▶ _Problem details_
Return verbatim all lines from the first one in the records to the line with "[locate] the red banner", both ends kept.

Referring expression data:

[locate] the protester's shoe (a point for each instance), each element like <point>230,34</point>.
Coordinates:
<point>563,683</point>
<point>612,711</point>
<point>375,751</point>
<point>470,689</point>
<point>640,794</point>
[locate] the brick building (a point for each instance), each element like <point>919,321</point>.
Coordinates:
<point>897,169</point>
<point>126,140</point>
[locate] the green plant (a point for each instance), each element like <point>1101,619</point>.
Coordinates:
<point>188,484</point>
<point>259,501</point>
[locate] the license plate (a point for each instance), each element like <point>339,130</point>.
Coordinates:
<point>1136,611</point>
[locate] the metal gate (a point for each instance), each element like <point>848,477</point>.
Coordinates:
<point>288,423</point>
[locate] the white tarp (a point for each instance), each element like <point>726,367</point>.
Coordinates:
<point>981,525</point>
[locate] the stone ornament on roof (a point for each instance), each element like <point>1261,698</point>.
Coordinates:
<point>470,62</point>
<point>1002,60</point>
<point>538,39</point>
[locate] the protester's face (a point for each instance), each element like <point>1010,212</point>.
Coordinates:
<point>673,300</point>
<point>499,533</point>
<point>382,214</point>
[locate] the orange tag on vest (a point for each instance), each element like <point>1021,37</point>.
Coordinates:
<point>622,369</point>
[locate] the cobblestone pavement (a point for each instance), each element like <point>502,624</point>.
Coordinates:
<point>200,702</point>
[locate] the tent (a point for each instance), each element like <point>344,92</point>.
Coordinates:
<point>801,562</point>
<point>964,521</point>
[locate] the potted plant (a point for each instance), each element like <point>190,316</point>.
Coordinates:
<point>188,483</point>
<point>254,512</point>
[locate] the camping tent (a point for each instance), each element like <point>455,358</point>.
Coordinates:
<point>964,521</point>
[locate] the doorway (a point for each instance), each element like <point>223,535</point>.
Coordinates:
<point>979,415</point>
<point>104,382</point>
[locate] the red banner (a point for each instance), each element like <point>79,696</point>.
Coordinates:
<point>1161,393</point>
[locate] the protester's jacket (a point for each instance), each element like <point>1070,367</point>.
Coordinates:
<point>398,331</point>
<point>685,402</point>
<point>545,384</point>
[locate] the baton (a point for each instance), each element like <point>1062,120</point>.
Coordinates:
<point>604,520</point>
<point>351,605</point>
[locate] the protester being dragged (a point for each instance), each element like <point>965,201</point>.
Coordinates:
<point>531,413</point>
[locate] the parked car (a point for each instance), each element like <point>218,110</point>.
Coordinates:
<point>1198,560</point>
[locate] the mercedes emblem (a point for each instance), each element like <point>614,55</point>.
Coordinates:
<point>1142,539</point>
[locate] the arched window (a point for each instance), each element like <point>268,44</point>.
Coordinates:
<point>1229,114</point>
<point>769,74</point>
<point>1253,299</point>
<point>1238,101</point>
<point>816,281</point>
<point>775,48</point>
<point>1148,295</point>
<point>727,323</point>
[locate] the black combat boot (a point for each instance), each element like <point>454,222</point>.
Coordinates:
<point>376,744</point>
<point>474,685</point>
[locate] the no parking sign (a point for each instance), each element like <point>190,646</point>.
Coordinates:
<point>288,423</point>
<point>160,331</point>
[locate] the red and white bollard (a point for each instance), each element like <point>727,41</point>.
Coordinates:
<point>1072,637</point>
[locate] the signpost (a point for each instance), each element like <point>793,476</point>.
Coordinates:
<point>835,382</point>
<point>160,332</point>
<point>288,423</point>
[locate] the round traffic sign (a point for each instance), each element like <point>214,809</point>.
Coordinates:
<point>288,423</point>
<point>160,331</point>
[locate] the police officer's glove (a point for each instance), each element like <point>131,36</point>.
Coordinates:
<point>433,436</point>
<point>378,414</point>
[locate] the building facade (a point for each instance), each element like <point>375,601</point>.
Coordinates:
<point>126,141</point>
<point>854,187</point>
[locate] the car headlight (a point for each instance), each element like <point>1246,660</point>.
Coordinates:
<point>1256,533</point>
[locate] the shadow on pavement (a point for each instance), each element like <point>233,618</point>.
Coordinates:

▶ _Exercise output_
[locate] the protester's shoe (a point for each instance), each element like <point>230,34</point>.
Coordinates:
<point>563,683</point>
<point>612,711</point>
<point>375,751</point>
<point>470,689</point>
<point>640,794</point>
[locate] the brick building (a point for each instance), each element like <point>919,321</point>.
Coordinates:
<point>897,169</point>
<point>126,140</point>
[locate] the green plant (a point for each instance), each element like <point>1101,619</point>.
Coordinates:
<point>188,484</point>
<point>259,501</point>
[locate] the license plate (a point for each instance), each element like <point>339,130</point>.
Coordinates:
<point>1136,611</point>
[locate] the metal gate (a point for each instance), each element like <point>848,477</point>.
Coordinates:
<point>288,423</point>
[locate] the white tarp (a point for each instance), each element like <point>726,367</point>.
Coordinates:
<point>981,525</point>
[locate] the stone ornament on roof (a point for each instance), each element like <point>1261,698</point>.
Coordinates:
<point>470,62</point>
<point>1002,60</point>
<point>538,39</point>
[locate] the protester's face (a point for each instance), each element like <point>1010,212</point>.
Coordinates:
<point>673,300</point>
<point>499,533</point>
<point>382,214</point>
[locate] the orange tag on vest (a point for each instance), each element like <point>1021,37</point>.
Coordinates:
<point>622,369</point>
[locate] the cobblestone pavement (a point for each instance), each element like <point>502,624</point>.
Coordinates:
<point>200,702</point>
[locate] the tent (a point for each instance), each element like <point>344,92</point>.
Coordinates:
<point>801,562</point>
<point>964,521</point>
[locate] the potted plant (a point for each instance), each element like <point>190,316</point>.
Coordinates:
<point>188,483</point>
<point>254,512</point>
[locate] the camping tent (a point for each instance), each element like <point>455,358</point>.
Coordinates:
<point>964,521</point>
[locate] the doorway (a point for each instance), each element like <point>223,535</point>.
Coordinates:
<point>979,415</point>
<point>104,382</point>
[locate] the red banner (a point for each instance), each element like <point>79,696</point>.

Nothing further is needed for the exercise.